**Written task:**
Give back only the lines from the one with "target | small stone" through the last line of the data, exactly as they appear.

## Start

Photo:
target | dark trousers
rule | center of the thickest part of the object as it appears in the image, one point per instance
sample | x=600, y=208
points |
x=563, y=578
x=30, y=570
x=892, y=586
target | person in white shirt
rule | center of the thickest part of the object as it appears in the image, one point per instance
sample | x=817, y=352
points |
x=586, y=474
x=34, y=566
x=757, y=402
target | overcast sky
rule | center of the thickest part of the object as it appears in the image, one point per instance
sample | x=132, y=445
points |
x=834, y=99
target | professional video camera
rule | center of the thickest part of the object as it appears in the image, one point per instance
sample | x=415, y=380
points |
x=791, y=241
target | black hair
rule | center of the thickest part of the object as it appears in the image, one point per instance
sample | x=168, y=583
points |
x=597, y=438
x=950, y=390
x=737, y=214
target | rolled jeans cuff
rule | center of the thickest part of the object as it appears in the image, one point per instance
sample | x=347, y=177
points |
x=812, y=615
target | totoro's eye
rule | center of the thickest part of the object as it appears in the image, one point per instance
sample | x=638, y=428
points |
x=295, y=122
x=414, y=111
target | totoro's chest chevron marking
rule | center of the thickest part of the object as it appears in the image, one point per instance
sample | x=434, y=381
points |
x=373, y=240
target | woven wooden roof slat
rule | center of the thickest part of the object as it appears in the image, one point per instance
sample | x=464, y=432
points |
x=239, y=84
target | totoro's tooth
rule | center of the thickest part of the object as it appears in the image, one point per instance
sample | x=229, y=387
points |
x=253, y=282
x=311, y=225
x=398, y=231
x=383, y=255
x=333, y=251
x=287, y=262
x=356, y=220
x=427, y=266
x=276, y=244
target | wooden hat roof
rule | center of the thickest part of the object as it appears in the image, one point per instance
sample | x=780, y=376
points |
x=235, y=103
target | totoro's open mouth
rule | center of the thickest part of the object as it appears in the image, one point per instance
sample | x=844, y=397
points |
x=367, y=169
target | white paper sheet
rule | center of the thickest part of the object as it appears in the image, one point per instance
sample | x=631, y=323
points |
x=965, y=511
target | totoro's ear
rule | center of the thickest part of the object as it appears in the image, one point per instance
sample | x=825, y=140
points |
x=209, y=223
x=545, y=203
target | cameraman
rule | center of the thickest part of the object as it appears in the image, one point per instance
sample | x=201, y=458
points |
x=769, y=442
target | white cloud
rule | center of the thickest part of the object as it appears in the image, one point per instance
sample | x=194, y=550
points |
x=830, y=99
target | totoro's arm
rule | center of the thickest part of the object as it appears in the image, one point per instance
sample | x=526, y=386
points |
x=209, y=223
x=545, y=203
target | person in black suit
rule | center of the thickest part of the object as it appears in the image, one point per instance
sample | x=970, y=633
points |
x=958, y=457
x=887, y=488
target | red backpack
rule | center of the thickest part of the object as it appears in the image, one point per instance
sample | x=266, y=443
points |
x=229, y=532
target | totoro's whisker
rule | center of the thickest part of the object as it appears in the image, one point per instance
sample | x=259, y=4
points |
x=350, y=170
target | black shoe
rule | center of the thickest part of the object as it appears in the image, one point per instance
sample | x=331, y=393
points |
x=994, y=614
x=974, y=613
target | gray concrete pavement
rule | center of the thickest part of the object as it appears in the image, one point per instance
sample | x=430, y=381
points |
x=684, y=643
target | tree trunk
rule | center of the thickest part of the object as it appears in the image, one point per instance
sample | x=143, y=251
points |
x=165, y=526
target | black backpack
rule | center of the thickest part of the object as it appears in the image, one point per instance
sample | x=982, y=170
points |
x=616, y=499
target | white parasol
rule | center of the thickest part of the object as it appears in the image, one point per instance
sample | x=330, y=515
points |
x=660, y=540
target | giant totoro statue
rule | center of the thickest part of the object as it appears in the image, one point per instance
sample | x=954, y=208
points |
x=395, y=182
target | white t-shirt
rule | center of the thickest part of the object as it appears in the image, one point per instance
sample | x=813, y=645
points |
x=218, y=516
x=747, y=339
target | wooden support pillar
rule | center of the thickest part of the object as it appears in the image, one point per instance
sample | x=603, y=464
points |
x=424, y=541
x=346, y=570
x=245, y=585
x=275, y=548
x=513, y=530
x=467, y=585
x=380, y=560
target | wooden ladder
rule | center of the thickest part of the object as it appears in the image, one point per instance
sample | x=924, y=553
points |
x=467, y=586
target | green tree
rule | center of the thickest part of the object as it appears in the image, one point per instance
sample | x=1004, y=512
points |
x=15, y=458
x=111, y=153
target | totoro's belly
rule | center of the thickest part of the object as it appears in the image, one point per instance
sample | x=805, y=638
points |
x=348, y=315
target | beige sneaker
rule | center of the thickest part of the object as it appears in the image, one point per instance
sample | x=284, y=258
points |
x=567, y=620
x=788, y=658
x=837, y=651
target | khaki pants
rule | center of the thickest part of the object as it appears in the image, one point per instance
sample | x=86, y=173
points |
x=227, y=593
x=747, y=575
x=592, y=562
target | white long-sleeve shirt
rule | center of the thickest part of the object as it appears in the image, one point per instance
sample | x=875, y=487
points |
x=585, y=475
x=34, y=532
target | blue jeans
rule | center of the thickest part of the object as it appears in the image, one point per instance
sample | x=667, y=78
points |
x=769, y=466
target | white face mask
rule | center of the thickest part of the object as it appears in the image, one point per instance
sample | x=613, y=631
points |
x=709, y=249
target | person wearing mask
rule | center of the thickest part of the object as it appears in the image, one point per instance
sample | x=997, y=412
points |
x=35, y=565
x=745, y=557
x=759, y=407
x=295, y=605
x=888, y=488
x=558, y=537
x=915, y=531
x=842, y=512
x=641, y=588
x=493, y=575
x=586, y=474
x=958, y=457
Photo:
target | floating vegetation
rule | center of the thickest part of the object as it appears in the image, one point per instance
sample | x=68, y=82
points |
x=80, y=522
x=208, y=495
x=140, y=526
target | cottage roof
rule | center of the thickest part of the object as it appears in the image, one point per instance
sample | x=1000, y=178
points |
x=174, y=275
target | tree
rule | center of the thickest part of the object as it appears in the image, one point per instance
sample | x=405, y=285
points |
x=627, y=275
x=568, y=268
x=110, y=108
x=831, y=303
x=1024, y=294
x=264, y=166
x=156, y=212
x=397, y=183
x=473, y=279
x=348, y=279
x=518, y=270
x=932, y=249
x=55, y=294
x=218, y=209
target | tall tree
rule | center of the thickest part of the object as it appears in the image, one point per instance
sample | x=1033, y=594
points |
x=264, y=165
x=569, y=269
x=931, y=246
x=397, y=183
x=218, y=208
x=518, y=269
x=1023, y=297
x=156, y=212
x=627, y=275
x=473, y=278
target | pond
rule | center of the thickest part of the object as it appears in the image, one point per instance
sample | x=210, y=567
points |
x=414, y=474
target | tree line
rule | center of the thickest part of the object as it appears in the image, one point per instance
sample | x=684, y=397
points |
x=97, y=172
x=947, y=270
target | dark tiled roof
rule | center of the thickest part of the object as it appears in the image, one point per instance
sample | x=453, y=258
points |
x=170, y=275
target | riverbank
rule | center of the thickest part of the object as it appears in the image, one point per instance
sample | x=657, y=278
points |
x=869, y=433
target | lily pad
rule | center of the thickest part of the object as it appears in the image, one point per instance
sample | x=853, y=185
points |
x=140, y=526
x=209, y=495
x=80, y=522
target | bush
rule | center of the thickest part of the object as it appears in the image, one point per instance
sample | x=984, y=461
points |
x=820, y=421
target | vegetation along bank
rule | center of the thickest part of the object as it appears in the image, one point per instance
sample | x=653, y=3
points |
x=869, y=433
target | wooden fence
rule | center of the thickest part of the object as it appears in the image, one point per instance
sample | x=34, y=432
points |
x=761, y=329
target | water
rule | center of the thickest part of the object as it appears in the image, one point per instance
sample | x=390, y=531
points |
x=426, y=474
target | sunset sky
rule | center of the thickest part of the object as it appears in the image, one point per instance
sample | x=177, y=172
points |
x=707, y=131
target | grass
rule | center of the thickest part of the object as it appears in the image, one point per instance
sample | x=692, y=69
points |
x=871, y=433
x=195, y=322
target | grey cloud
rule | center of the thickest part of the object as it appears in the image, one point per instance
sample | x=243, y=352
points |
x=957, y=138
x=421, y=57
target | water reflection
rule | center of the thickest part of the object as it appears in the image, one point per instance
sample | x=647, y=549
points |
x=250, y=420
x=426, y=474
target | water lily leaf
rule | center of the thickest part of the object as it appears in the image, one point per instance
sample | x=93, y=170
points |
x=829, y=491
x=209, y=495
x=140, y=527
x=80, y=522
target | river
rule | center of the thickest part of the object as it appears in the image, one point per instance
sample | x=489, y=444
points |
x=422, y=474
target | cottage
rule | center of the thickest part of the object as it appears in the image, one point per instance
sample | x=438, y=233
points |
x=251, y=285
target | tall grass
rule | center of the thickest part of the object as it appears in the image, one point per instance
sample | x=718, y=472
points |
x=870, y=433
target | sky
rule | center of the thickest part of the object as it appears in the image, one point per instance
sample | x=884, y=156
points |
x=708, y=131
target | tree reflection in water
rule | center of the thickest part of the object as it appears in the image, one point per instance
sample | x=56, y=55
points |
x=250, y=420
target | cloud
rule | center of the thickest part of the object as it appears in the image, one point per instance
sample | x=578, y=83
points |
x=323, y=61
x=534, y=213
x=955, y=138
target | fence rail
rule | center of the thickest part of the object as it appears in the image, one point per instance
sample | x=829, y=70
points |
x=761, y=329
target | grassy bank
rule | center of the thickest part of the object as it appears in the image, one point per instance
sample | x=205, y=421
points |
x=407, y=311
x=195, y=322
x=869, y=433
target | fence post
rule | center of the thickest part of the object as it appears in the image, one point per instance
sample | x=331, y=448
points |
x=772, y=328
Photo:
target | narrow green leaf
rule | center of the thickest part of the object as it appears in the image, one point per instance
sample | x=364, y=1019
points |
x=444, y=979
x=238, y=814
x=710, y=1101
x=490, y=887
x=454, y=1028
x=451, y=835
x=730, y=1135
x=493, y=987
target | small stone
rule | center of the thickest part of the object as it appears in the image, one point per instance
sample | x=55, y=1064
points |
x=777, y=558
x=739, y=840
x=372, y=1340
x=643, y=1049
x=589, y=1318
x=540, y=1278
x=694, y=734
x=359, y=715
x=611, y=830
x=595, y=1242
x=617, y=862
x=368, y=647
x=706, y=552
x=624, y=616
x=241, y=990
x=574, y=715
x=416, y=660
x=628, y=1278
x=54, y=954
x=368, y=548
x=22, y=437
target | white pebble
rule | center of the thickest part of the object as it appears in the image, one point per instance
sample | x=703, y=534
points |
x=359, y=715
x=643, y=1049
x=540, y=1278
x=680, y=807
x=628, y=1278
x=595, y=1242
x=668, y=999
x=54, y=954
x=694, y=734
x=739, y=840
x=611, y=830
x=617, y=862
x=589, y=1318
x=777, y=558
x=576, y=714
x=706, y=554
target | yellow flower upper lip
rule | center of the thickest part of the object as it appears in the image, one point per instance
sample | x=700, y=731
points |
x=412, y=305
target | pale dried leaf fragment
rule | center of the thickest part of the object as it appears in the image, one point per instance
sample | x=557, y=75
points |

## End

**Exercise result:**
target | small stone
rule | center of the thickest part of the object as it appears in the image, one point per instance
sample | x=55, y=1064
points |
x=777, y=558
x=739, y=840
x=372, y=1340
x=643, y=1049
x=589, y=1318
x=540, y=1278
x=694, y=734
x=359, y=715
x=611, y=830
x=595, y=1242
x=617, y=862
x=368, y=647
x=706, y=552
x=624, y=616
x=241, y=990
x=574, y=715
x=416, y=660
x=628, y=1278
x=54, y=954
x=368, y=548
x=22, y=437
target | white pebble
rule | center of the thickest part of the object as it appears in the image, one point per instance
sample | x=703, y=534
points |
x=359, y=715
x=643, y=1049
x=540, y=1278
x=680, y=807
x=628, y=1278
x=595, y=1242
x=668, y=999
x=54, y=954
x=694, y=734
x=739, y=840
x=611, y=830
x=617, y=862
x=589, y=1318
x=777, y=558
x=576, y=714
x=706, y=554
target | yellow flower upper lip
rule | center of the thickest part of the object as it appears in the image, one point per instance
sample | x=700, y=731
points |
x=412, y=305
target | pale dried leaf fragment
rule | center of the thickest part of the object as it appears in the image, one point per instance
sample | x=557, y=75
points |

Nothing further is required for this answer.